» **EXERCISE PROMPT**:
Every line from the line containing "box: [125, 78, 131, 86]" through the final line of the data is to be printed exactly; no other line is to appear.

[Stored records]
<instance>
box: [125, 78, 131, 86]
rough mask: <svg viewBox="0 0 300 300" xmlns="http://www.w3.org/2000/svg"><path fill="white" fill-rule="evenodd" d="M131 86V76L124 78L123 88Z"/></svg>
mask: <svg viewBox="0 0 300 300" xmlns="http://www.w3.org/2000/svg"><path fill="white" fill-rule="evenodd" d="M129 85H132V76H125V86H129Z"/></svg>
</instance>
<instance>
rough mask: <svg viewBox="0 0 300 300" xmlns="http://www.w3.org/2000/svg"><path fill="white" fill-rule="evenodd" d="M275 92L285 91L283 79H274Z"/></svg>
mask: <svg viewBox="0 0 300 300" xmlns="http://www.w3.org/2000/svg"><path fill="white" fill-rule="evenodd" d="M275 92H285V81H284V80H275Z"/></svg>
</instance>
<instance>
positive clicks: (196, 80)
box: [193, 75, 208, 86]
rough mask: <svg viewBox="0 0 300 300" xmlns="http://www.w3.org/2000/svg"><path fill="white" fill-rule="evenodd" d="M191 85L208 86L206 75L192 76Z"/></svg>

» **OUTPUT FOR THIS EXERCISE**:
box: [125, 78, 131, 86]
rough mask: <svg viewBox="0 0 300 300" xmlns="http://www.w3.org/2000/svg"><path fill="white" fill-rule="evenodd" d="M131 86V76L124 78L123 88Z"/></svg>
mask: <svg viewBox="0 0 300 300" xmlns="http://www.w3.org/2000/svg"><path fill="white" fill-rule="evenodd" d="M129 85H132V76H125V86H129Z"/></svg>
</instance>
<instance>
rough mask: <svg viewBox="0 0 300 300" xmlns="http://www.w3.org/2000/svg"><path fill="white" fill-rule="evenodd" d="M275 92L285 91L283 79H274Z"/></svg>
mask: <svg viewBox="0 0 300 300" xmlns="http://www.w3.org/2000/svg"><path fill="white" fill-rule="evenodd" d="M275 92H285V81H284V80H275Z"/></svg>
</instance>
<instance>
positive clicks: (196, 80)
box: [193, 75, 208, 86]
rough mask: <svg viewBox="0 0 300 300" xmlns="http://www.w3.org/2000/svg"><path fill="white" fill-rule="evenodd" d="M191 85L208 86L206 75L192 76Z"/></svg>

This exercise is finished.